* **WORK ITEM**: Give only the number of lines in the records that contain the string "positive". Case counts.
----- INFORMATION SUPPLIED
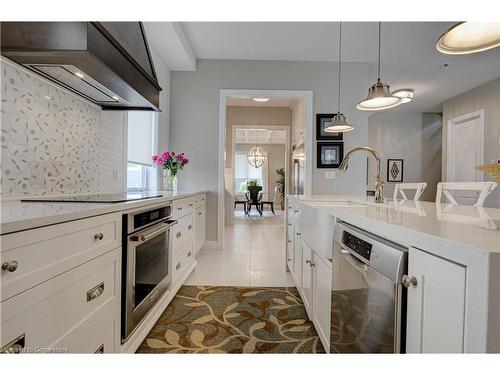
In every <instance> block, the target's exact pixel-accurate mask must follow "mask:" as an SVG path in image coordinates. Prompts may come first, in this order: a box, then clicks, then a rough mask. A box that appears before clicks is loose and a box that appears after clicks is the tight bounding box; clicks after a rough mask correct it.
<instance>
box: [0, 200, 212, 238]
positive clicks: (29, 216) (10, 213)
mask: <svg viewBox="0 0 500 375" xmlns="http://www.w3.org/2000/svg"><path fill="white" fill-rule="evenodd" d="M155 193H156V192H155ZM157 193H158V194H161V195H162V196H161V197H158V198H149V199H142V200H135V201H128V202H120V203H74V202H21V201H19V200H16V201H2V202H1V208H0V218H1V229H0V231H1V234H2V235H3V234H7V233H12V232H19V231H22V230H27V229H33V228H38V227H43V226H46V225H52V224H57V223H62V222H66V221H71V220H78V219H83V218H86V217H91V216H97V215H103V214H107V213H111V212H118V211H126V210H130V209H133V208H138V207H141V206H147V205H152V204H157V203H161V202H168V201H172V200H174V199H180V198H187V197H190V196H193V195H196V194H200V193H205V191H179V192H168V191H159V192H157ZM20 199H21V198H20Z"/></svg>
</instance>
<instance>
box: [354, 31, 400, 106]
mask: <svg viewBox="0 0 500 375" xmlns="http://www.w3.org/2000/svg"><path fill="white" fill-rule="evenodd" d="M381 24H382V22H379V23H378V79H377V82H376V83H374V84H373V85H372V86H371V87H370V88H369V89H368V96H367V97H366V99H365V100H363V101H361V102H359V104H358V105H357V106H356V108H357V109H359V110H361V111H380V110H383V109H388V108H392V107H396V106H398V105H400V104H401V98H398V97H396V96H393V95H392V94H391V90H390V89H389V85H388V84H386V83H383V82H382V81H381V80H380V44H381V43H380V34H381V32H380V30H381V26H382V25H381Z"/></svg>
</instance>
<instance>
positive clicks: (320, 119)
mask: <svg viewBox="0 0 500 375" xmlns="http://www.w3.org/2000/svg"><path fill="white" fill-rule="evenodd" d="M334 117H335V115H334V114H332V113H317V114H316V140H318V141H341V140H342V137H343V135H342V134H343V133H327V132H325V129H326V128H327V127H329V126H330V125H331V123H332V119H333V118H334Z"/></svg>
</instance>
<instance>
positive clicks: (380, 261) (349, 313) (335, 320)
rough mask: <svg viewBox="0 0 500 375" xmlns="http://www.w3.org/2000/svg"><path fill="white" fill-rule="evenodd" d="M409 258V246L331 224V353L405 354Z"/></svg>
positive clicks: (330, 342)
mask: <svg viewBox="0 0 500 375" xmlns="http://www.w3.org/2000/svg"><path fill="white" fill-rule="evenodd" d="M407 262H408V249H407V248H405V247H403V246H400V245H397V244H395V243H392V242H389V241H387V240H385V239H383V238H381V237H378V236H375V235H373V234H370V233H368V232H366V231H364V230H361V229H359V228H356V227H354V226H352V225H349V224H347V223H344V222H337V223H336V224H335V229H334V246H333V256H332V294H331V296H332V301H331V306H332V307H331V310H332V312H331V330H330V352H331V353H404V351H405V348H404V342H405V330H406V288H404V287H403V285H402V283H403V281H405V282H408V280H406V278H407V276H406V275H405V273H406V270H407Z"/></svg>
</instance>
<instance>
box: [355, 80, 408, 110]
mask: <svg viewBox="0 0 500 375" xmlns="http://www.w3.org/2000/svg"><path fill="white" fill-rule="evenodd" d="M400 104H401V98H398V97H396V96H393V95H392V94H391V90H390V89H389V85H387V84H385V83H383V82H381V81H380V78H379V79H378V80H377V83H375V84H373V85H372V87H370V88H369V89H368V96H367V97H366V99H365V100H362V101H361V102H359V104H358V105H357V106H356V108H357V109H359V110H361V111H381V110H383V109H388V108H393V107H396V106H398V105H400Z"/></svg>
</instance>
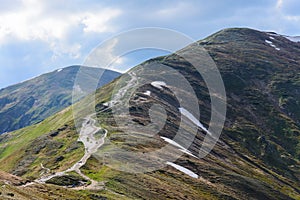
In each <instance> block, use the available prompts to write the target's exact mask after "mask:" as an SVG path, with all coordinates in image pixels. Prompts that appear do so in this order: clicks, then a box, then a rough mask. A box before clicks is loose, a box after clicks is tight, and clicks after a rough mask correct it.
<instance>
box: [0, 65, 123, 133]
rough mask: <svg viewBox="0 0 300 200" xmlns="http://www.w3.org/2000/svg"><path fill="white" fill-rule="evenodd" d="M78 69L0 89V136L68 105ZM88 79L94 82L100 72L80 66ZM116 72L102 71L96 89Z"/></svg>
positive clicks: (60, 71)
mask: <svg viewBox="0 0 300 200" xmlns="http://www.w3.org/2000/svg"><path fill="white" fill-rule="evenodd" d="M79 69H80V66H71V67H67V68H63V69H59V70H55V71H53V72H50V73H47V74H43V75H41V76H38V77H36V78H33V79H31V80H28V81H25V82H22V83H19V84H16V85H13V86H9V87H7V88H4V89H1V90H0V134H1V133H4V132H8V131H12V130H17V129H20V128H23V127H25V126H28V125H31V124H34V123H37V122H40V121H42V120H44V119H45V118H47V117H49V116H51V115H53V114H54V113H56V112H58V111H60V110H62V109H63V108H66V107H67V106H70V105H71V103H72V91H73V87H74V81H75V78H76V74H77V72H78V70H79ZM81 70H84V71H85V77H84V78H86V79H87V81H88V80H98V78H99V77H97V76H98V75H99V73H101V72H102V71H103V69H99V68H88V67H81ZM119 75H120V73H118V72H115V71H110V70H105V72H104V73H103V76H102V77H101V81H100V82H99V87H100V86H102V85H104V84H107V83H109V82H110V81H112V80H113V79H115V78H116V77H118V76H119Z"/></svg>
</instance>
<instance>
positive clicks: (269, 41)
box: [265, 40, 280, 51]
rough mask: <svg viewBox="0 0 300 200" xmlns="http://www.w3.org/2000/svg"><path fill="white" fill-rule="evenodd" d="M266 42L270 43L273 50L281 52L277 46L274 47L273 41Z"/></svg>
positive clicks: (279, 49) (265, 40) (269, 43)
mask: <svg viewBox="0 0 300 200" xmlns="http://www.w3.org/2000/svg"><path fill="white" fill-rule="evenodd" d="M265 42H266V43H268V44H269V45H270V46H271V47H273V48H274V49H276V50H277V51H280V48H278V47H276V45H274V44H273V42H272V41H270V40H265Z"/></svg>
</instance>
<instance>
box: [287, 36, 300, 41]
mask: <svg viewBox="0 0 300 200" xmlns="http://www.w3.org/2000/svg"><path fill="white" fill-rule="evenodd" d="M285 38H286V39H288V40H290V41H292V42H300V36H285Z"/></svg>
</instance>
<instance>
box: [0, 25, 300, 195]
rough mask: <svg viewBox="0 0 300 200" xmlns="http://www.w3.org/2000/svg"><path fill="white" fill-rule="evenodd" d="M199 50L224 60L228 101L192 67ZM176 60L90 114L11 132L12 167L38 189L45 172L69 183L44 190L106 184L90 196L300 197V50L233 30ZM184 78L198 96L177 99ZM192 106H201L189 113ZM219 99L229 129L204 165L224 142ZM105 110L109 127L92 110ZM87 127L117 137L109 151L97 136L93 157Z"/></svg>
mask: <svg viewBox="0 0 300 200" xmlns="http://www.w3.org/2000/svg"><path fill="white" fill-rule="evenodd" d="M198 47H204V48H205V50H206V51H207V52H208V54H209V55H210V56H211V57H212V59H213V60H214V62H215V63H216V66H217V68H218V69H219V71H220V74H221V76H222V79H223V81H224V85H225V89H226V98H225V97H222V96H220V95H219V94H217V93H214V90H213V92H211V91H210V90H209V89H208V86H207V83H206V82H205V81H204V77H205V74H199V73H198V72H197V70H196V69H195V68H194V67H193V65H192V64H191V63H190V62H189V61H188V59H187V58H202V57H201V56H202V55H203V54H201V52H202V51H196V49H197V48H198ZM176 53H177V54H171V55H169V56H164V57H159V58H154V59H151V60H148V61H146V62H144V63H142V64H141V65H139V66H136V67H135V68H133V69H131V70H130V71H129V72H128V73H126V74H124V75H122V76H121V77H120V78H118V79H115V80H114V81H113V82H111V83H109V84H107V85H105V86H103V87H101V88H99V89H98V90H97V91H96V93H95V97H96V98H94V96H93V95H92V96H87V97H86V98H84V99H82V100H81V101H80V102H78V103H77V104H75V105H73V108H74V106H75V108H76V107H77V108H78V109H79V112H78V113H79V114H80V115H77V116H78V118H76V120H75V121H74V118H73V114H74V112H73V110H72V108H71V107H68V108H66V109H64V110H63V111H61V112H59V113H56V114H55V115H53V116H51V117H49V118H47V119H45V120H44V121H42V122H41V123H39V124H35V125H32V126H29V127H26V128H24V129H20V130H17V131H14V132H11V133H6V134H2V135H1V136H0V169H1V170H3V171H6V172H9V173H12V174H14V175H18V176H21V177H23V178H25V179H28V180H29V181H33V180H36V183H34V182H32V183H34V185H35V186H39V185H40V184H41V183H40V182H41V181H40V177H41V176H42V175H41V174H44V173H49V172H50V173H49V174H50V178H51V174H52V173H53V172H58V175H57V176H55V177H54V178H52V179H50V180H48V183H50V184H41V185H42V186H52V185H53V184H54V185H65V186H70V182H71V185H72V184H73V185H77V184H78V182H80V181H79V180H80V179H79V180H78V178H74V177H72V178H70V176H76V177H78V176H80V177H81V178H84V179H85V180H86V181H88V182H90V183H91V184H90V185H92V186H94V187H92V189H91V187H90V188H88V186H87V187H86V188H80V189H81V192H79V194H86V195H89V196H88V198H90V199H97V198H98V199H101V198H102V199H283V200H287V199H299V198H300V184H299V179H300V170H299V166H300V163H299V155H300V148H299V147H300V144H299V141H300V124H299V121H300V116H299V108H300V107H299V106H300V105H299V99H300V92H299V91H300V90H299V88H300V74H299V71H300V69H299V66H300V65H299V63H300V56H299V55H300V43H298V42H294V41H291V40H289V39H288V38H286V37H284V36H282V35H279V34H275V33H268V32H261V31H256V30H252V29H240V28H239V29H224V30H221V31H219V32H217V33H215V34H213V35H211V36H209V37H207V38H205V39H203V40H200V41H198V42H195V43H193V44H191V45H189V46H187V47H186V48H184V49H182V50H180V51H178V52H176ZM181 55H185V56H181ZM203 63H204V64H206V63H207V60H203ZM203 63H202V62H200V63H198V64H200V65H201V66H202V65H203ZM153 69H159V70H160V71H157V70H153ZM177 73H179V74H180V76H182V77H184V79H186V80H188V82H189V84H190V86H191V88H192V89H193V91H194V92H195V94H192V93H189V92H186V91H187V90H185V89H186V88H183V89H180V87H179V90H176V91H175V92H174V88H175V87H174V85H176V84H179V85H181V84H182V85H183V84H184V82H182V81H181V80H180V79H179V78H177V77H180V76H177V75H176V74H177ZM203 73H205V71H204V72H203ZM143 79H144V80H151V81H152V82H148V83H144V82H143ZM152 79H154V80H152ZM174 79H175V80H174ZM172 81H173V82H172ZM138 83H140V85H137V84H138ZM173 84H174V85H173ZM175 89H176V88H175ZM112 96H115V97H116V98H113V99H112V98H111V97H112ZM180 96H181V97H182V96H184V98H182V99H181V98H180ZM195 97H196V104H197V106H199V108H200V113H201V116H200V118H199V120H198V117H197V116H196V114H197V113H196V110H195V109H194V108H195V107H194V105H192V103H193V101H192V100H193V98H195ZM184 99H187V100H189V99H190V100H191V101H190V102H189V103H187V104H182V102H183V101H184ZM94 100H95V102H94ZM213 100H217V101H218V102H221V103H225V100H226V107H227V113H226V120H225V125H224V128H223V131H222V134H221V136H220V138H219V140H218V142H217V143H216V145H215V146H214V148H213V149H212V151H211V152H210V153H209V154H208V155H207V156H206V157H203V158H199V157H197V156H198V155H199V150H200V149H202V148H201V147H202V145H203V144H204V145H209V144H210V142H212V141H213V140H208V142H207V141H206V140H205V139H206V138H214V137H213V136H214V132H215V130H216V129H208V128H206V127H210V126H212V127H214V124H211V123H210V119H211V116H213V114H216V116H217V119H219V121H218V120H217V121H215V122H214V123H216V125H217V126H219V125H220V124H219V122H220V121H221V119H222V117H224V112H222V109H221V108H219V107H211V102H212V101H213ZM94 103H95V108H96V115H97V123H96V122H94V120H93V119H92V117H91V116H90V113H89V112H87V113H85V110H84V108H86V107H87V106H89V105H93V104H94ZM155 105H156V107H155ZM161 108H163V109H161ZM80 109H82V110H80ZM77 111H78V110H77ZM78 113H75V114H78ZM84 118H85V120H84ZM78 119H79V120H78ZM151 122H155V123H156V124H152V123H151ZM96 125H97V126H99V127H101V128H102V130H104V129H105V130H107V134H104V133H105V131H104V132H103V131H101V129H100V130H98V129H95V127H94V126H96ZM195 125H196V128H197V129H196V130H195ZM136 127H137V128H136ZM79 128H81V131H80V134H78V132H77V129H79ZM87 130H89V131H92V132H88V133H89V134H91V133H95V138H96V135H99V134H100V135H101V136H102V137H105V141H104V144H102V143H99V141H98V139H95V138H94V139H95V140H97V141H98V143H99V144H100V148H99V149H98V151H97V152H96V153H93V154H92V153H91V155H90V156H89V157H85V155H87V153H88V151H87V150H85V148H87V146H84V143H85V141H84V138H82V135H84V134H85V133H86V132H87ZM153 130H158V131H154V132H153ZM178 133H180V135H179V136H180V137H178ZM98 137H99V136H98ZM78 138H80V139H81V141H82V142H79V141H78ZM102 139H103V138H102ZM191 139H192V140H191ZM190 140H191V144H189V145H187V144H188V142H189V141H190ZM16 144H17V145H16ZM85 144H86V143H85ZM90 144H91V145H93V143H92V142H90ZM96 144H97V142H96V143H95V145H96ZM161 149H163V150H162V151H161ZM206 149H207V148H204V149H202V150H203V151H204V152H205V151H206ZM88 150H89V148H88ZM153 152H154V153H153ZM157 152H158V153H157ZM83 158H87V162H86V163H85V162H83V161H82V160H80V159H83ZM149 160H150V162H149ZM81 164H82V165H83V166H82V167H80V169H79V170H74V171H68V169H69V168H70V167H72V166H76V165H80V166H81ZM141 170H144V171H145V173H138V172H139V171H141ZM47 171H49V172H47ZM62 172H64V173H62ZM133 172H135V173H133ZM49 181H50V182H49ZM81 181H82V180H81ZM95 184H96V185H97V184H98V187H95ZM75 189H76V188H75ZM69 191H74V190H73V189H66V193H67V192H69ZM75 191H76V190H75ZM95 193H96V194H97V195H98V197H97V198H95V196H94V194H95Z"/></svg>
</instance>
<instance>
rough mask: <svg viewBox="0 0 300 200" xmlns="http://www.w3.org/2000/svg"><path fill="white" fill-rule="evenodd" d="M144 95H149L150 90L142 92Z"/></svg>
mask: <svg viewBox="0 0 300 200" xmlns="http://www.w3.org/2000/svg"><path fill="white" fill-rule="evenodd" d="M143 94H144V95H147V96H150V95H151V91H149V90H147V91H146V92H144V93H143Z"/></svg>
----------
* **EXERCISE RESPONSE**: 7